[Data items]
=-=-=

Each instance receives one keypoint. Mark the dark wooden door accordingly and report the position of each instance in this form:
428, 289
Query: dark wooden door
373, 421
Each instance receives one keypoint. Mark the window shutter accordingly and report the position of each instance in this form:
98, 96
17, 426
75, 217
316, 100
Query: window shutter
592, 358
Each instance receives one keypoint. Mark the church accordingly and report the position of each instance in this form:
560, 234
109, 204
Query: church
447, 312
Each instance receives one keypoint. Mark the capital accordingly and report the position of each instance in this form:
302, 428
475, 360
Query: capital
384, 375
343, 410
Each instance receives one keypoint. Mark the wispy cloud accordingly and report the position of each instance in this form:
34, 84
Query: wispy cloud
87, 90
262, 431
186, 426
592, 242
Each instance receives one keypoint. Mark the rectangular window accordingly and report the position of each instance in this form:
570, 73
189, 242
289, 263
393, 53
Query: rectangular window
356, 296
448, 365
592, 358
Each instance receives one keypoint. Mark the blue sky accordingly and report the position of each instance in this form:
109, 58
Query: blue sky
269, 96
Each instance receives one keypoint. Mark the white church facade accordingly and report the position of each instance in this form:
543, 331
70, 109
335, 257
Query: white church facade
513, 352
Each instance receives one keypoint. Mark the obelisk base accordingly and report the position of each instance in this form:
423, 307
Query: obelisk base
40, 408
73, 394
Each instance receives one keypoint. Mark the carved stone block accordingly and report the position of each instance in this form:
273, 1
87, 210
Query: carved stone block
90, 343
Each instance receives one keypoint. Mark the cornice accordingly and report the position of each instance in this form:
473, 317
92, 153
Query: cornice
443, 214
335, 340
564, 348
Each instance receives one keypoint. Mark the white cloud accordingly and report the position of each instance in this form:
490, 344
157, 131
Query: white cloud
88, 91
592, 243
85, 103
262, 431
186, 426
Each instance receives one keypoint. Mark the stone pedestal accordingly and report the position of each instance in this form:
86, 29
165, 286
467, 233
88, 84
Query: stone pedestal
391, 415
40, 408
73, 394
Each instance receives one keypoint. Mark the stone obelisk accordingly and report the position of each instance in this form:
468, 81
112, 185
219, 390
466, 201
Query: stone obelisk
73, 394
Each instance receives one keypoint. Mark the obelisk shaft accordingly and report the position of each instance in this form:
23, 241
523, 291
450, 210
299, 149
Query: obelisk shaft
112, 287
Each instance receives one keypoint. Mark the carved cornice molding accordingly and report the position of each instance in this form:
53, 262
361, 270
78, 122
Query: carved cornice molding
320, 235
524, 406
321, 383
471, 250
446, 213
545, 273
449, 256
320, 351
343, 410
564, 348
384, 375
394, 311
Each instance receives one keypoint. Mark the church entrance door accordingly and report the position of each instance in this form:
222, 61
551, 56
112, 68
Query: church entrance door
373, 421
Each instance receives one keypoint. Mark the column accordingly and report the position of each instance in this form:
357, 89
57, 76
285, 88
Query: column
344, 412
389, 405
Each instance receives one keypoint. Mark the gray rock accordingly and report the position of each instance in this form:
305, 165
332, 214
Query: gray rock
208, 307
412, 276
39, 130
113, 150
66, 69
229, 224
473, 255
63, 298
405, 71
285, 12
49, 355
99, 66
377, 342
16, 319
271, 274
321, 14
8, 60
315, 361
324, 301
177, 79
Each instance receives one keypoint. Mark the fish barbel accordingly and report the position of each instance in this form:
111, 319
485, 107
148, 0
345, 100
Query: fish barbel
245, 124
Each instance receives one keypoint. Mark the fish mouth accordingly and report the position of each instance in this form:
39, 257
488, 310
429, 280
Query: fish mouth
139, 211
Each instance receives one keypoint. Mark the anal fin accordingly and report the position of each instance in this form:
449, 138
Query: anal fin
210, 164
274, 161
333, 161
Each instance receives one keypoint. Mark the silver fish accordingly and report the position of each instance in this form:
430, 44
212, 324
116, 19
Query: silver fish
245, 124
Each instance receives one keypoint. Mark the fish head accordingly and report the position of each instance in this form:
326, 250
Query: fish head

=-=-=

Aim of the exercise:
Repeat only the stretch of lines that opens with the line containing "Each instance receives one keypoint. Mark the fish barbel" and closes with the final line of the entries, both included, exactly as written.

Final answer:
Each instance receives one keypoint. Mark the fish barbel accordingly and report the position of each instance in this form:
111, 319
485, 107
148, 0
345, 100
Query: fish barbel
245, 124
Each instance receives one keypoint. Mark the fish mouth accordingly and report the position of each instance in this form:
39, 257
488, 310
429, 280
Query: fish mouth
139, 211
Each instance receives one keypoint. Mark the anal fin accordingly and report the position of each instance in this form:
449, 138
Query: anal fin
210, 164
274, 161
333, 161
Each instance receives one keypoint. Mark the silver fish accordingly and report the position of each instance in this form:
430, 44
212, 324
116, 19
Query: silver fish
245, 124
Each instance receives one keypoint. Mark the fish head accordingly and report the position of each instance in this form:
326, 250
Query: fish head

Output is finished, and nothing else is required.